[[ INFORMATION GIVEN, beginning ]]

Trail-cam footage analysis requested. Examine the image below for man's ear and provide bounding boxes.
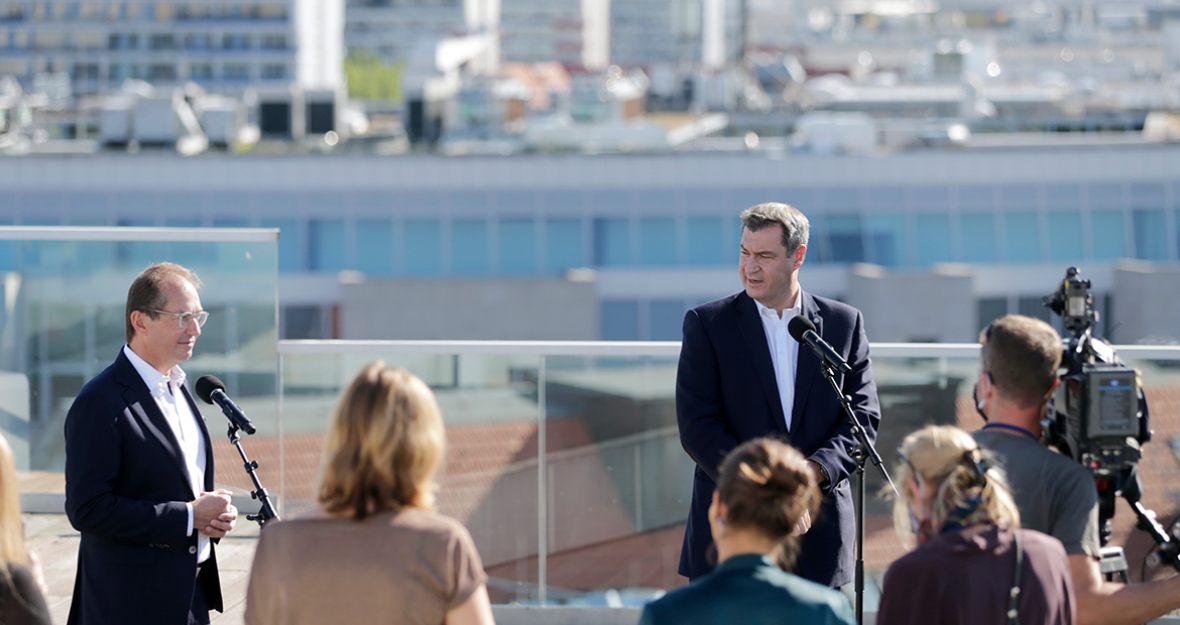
[129,310,149,337]
[793,244,807,269]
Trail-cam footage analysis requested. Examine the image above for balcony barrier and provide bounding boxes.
[274,339,1180,606]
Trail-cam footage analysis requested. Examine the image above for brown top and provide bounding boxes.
[244,507,487,625]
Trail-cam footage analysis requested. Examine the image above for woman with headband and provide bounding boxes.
[877,425,1075,625]
[640,437,855,625]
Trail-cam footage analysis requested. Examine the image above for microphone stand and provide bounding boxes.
[818,360,897,625]
[224,420,280,527]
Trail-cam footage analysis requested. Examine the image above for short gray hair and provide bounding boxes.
[740,203,810,253]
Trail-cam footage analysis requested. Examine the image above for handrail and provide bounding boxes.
[278,340,1180,360]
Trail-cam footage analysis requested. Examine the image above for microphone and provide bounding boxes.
[195,375,256,435]
[788,315,851,375]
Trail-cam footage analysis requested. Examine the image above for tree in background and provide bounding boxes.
[344,51,402,103]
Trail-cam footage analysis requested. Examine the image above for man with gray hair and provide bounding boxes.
[676,202,881,587]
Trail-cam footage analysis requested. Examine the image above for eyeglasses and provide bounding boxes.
[148,309,209,329]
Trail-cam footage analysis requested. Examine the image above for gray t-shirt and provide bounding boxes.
[974,428,1101,558]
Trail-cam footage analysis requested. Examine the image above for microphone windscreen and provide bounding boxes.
[195,375,226,405]
[787,315,816,343]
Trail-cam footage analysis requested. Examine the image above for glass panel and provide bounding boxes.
[866,214,907,267]
[354,219,393,276]
[1000,185,1037,208]
[499,218,537,275]
[826,215,865,263]
[1132,209,1168,261]
[0,229,278,480]
[600,301,639,341]
[1088,184,1123,206]
[1044,184,1080,205]
[915,214,952,265]
[1003,212,1040,262]
[1046,211,1083,261]
[452,219,490,275]
[404,220,441,276]
[280,352,541,604]
[957,186,994,208]
[686,217,726,266]
[639,218,677,266]
[543,354,687,600]
[545,219,584,274]
[308,219,345,272]
[1090,211,1125,260]
[912,186,949,207]
[593,218,631,267]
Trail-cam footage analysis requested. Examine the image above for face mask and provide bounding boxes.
[973,372,991,422]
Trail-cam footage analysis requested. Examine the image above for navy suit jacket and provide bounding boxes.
[64,349,222,625]
[676,290,881,587]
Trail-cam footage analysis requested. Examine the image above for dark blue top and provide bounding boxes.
[640,554,856,625]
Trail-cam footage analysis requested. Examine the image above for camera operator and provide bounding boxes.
[972,315,1180,625]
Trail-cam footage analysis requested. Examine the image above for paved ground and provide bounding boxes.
[23,512,260,625]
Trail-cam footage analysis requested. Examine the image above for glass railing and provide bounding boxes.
[0,227,279,473]
[277,340,1180,605]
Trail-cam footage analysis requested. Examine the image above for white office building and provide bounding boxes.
[0,0,343,96]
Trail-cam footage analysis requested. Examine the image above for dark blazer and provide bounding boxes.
[64,349,222,625]
[676,290,880,587]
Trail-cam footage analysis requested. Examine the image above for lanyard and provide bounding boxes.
[982,423,1038,442]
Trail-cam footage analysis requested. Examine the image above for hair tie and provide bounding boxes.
[964,449,990,484]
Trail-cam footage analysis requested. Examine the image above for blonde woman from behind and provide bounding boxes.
[877,425,1074,625]
[245,362,495,625]
[0,432,50,625]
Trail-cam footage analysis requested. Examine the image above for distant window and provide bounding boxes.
[826,215,864,263]
[544,219,583,273]
[147,63,175,80]
[640,217,676,266]
[223,63,249,80]
[957,186,995,209]
[650,300,686,341]
[1044,184,1080,205]
[451,219,489,275]
[915,213,952,265]
[262,63,285,79]
[222,33,250,49]
[308,219,345,272]
[686,216,725,266]
[189,63,213,79]
[977,298,1008,335]
[260,34,285,49]
[498,218,537,275]
[1087,184,1123,206]
[601,301,639,341]
[1090,210,1125,260]
[260,218,299,273]
[960,212,997,262]
[149,33,174,49]
[1047,211,1083,261]
[594,218,630,267]
[184,33,211,49]
[403,220,441,276]
[867,213,906,266]
[1000,185,1037,208]
[284,305,324,339]
[1017,296,1052,324]
[1132,208,1168,260]
[354,219,393,276]
[1002,212,1039,262]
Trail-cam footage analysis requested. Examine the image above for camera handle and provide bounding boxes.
[1118,468,1180,574]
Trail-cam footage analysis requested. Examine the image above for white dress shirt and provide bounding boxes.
[754,290,803,433]
[123,345,211,563]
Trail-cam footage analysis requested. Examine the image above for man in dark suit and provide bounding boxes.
[676,203,880,588]
[65,262,238,625]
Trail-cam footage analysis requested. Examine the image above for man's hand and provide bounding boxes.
[807,460,828,486]
[792,508,812,536]
[193,490,235,537]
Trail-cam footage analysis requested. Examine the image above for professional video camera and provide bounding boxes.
[1042,267,1180,576]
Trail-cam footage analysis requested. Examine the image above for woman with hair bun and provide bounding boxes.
[877,425,1074,625]
[245,361,494,625]
[640,437,855,625]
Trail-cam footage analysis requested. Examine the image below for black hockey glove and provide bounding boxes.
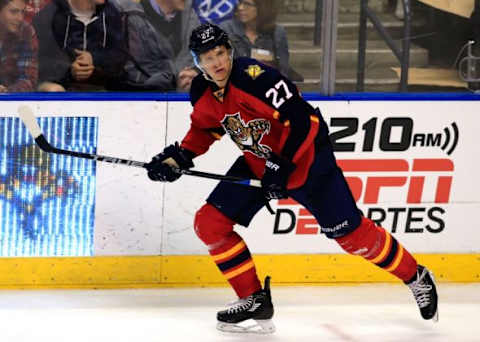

[[ INFORMATION GIVEN, end ]]

**TASK STATEMENT**
Output the records above exactly, leaving out pictures.

**TASK RESPONSE**
Trail-cam footage analysis requested. Examine the image below for man's ear and provide bounding boxes.
[129,310,149,337]
[793,244,807,269]
Trail-cam footage analysis requested. Examine the image above for balcony barrier and provide bounding boxes.
[274,339,1180,606]
Trail-cam footage analysis requested. Examine the image above for brown top and provide bounding boxes.
[244,507,487,625]
Trail-cam footage analysis requested. Examine the image above for woman with headband and provide bounding boxes.
[877,425,1075,625]
[640,437,855,625]
Trail-cam footage analysis requested. Examine the image above for microphone stand and provide bounding boxes.
[818,360,897,625]
[224,420,280,527]
Trail-cam footage analysis requested. Examine the image above for short gray hair and provide bounding boxes.
[740,203,810,253]
Trail-cam footage analysis requested. Examine the image above for handrail and provide bounding boxes.
[278,340,1180,360]
Trail-cam footage analysis requested. Examine the image above for microphone and provide bounding boxes.
[195,375,256,435]
[788,315,851,375]
Trail-cam footage analysis requested. Examine the image above for tree in background and provide bounding boxes.
[344,51,402,103]
Trail-cam footage analysis requested. Examine the image above for man with gray hair and provide bounding boxes.
[676,202,881,587]
Trail-cam footage analysis requested. Examine the image above for eyeglasses and provide bounding boxes.
[148,309,209,329]
Trail-cam footage analysis requested. Examine the image above for gray t-shirt and provide bounding boxes.
[974,428,1101,558]
Trail-cam footage analysis requested. Examine the image above for microphone windscreen and provide bounding boxes.
[195,375,226,405]
[787,315,816,343]
Trail-cam footage analysis requested. Examine the image above for glass panel and provide bounding boxes.
[866,214,907,267]
[354,219,393,276]
[1000,185,1037,208]
[499,218,537,275]
[826,215,865,263]
[1132,209,1168,261]
[0,229,278,480]
[600,301,639,341]
[1088,184,1123,206]
[1044,184,1080,205]
[915,214,952,265]
[1003,212,1040,262]
[1046,211,1083,261]
[452,219,490,275]
[404,220,441,276]
[280,352,541,604]
[957,186,994,208]
[686,217,726,266]
[639,218,677,266]
[543,354,687,600]
[545,219,584,274]
[308,219,345,272]
[1090,211,1125,260]
[912,186,949,207]
[593,218,631,267]
Trail-cam footage analysis requested. Examine the image above for face mask and provide bounding boxes.
[973,372,991,422]
Trail-cam footage analysis requested. Examine the image above for navy suit jacket and provide bounding boxes.
[64,349,222,625]
[676,290,881,587]
Trail-cam footage analysis requested. Examine the image above for dark blue top and provide bounding boxes.
[640,554,856,625]
Trail-cam footage analysis requested. Examine the image above for camera operator and provide bounding boxes.
[972,315,1180,625]
Trail-cam footage analysis requested. Examine the image above for paved ground and provide bounding boxes.
[23,512,260,625]
Trail-cam footage analysis requested. Examine the image above for glass railing and provide bounding boxes.
[0,227,279,473]
[277,340,1180,605]
Trail-cam footage analysis requested. Examine the image above for white office building and provide bounding boxes.
[0,0,343,96]
Trail-cam footage analysis requested. Examine the image above for dark blazer and provide bounding boxes.
[64,349,222,625]
[676,290,880,587]
Trail-cam footage analysis requested. Examine the image above for lanyard and provide bounding boxes.
[982,423,1038,442]
Trail-cam footage analysis requested. Examine the image above for hair tie and provide bounding boxes.
[964,449,990,484]
Trail-cam footage analysis requested. Examine the image above for blonde woman from behind and provide bounding boxes.
[877,425,1074,625]
[245,362,495,625]
[0,432,50,625]
Trail-cam footage analysis requested. Examine the image above for distant window and provide bounding boxes.
[826,215,864,263]
[544,219,583,273]
[147,63,175,80]
[640,217,676,266]
[223,63,249,80]
[957,186,995,209]
[650,300,686,341]
[1044,184,1080,205]
[451,219,489,275]
[915,213,952,265]
[262,63,285,79]
[222,33,250,49]
[308,219,345,272]
[686,216,725,266]
[189,63,213,79]
[977,298,1008,335]
[260,34,285,49]
[498,218,537,275]
[1087,184,1123,206]
[601,301,639,341]
[1090,210,1125,260]
[260,218,299,273]
[960,212,997,262]
[149,33,174,49]
[1047,211,1083,261]
[594,218,630,267]
[184,33,211,49]
[403,220,441,276]
[867,213,906,266]
[1000,185,1037,208]
[284,305,324,339]
[1017,296,1052,324]
[1132,208,1168,260]
[354,219,393,276]
[1002,212,1039,262]
Trail-cam footage analysis requested. Examine the image above for camera handle and provide bounding boxes.
[1118,468,1180,574]
Trail-cam footage analysis requested. Examine the image above for white dress shirt and provide bounding boxes.
[754,290,803,433]
[123,345,211,563]
Trail-cam footage analysis requested. Examine the image above for man in dark suit and provide bounding boxes.
[676,203,880,588]
[65,262,238,625]
Trail-cam footage analysis requested. Examine the image above for man's hand and provide bounding boxes.
[807,460,828,486]
[792,508,812,536]
[193,490,235,537]
Trail-cam footage analysis requested. Examine the image above for professional video camera and provide bounding boxes.
[1042,267,1180,576]
Trail-cam footage analysis requested. Examine the image above for woman with hair bun and provide bounding boxes.
[877,425,1074,625]
[245,361,494,625]
[640,437,855,625]
Trail-cam footage analysis requested. Examine the image below for black hockey glove and provide bounding boxes.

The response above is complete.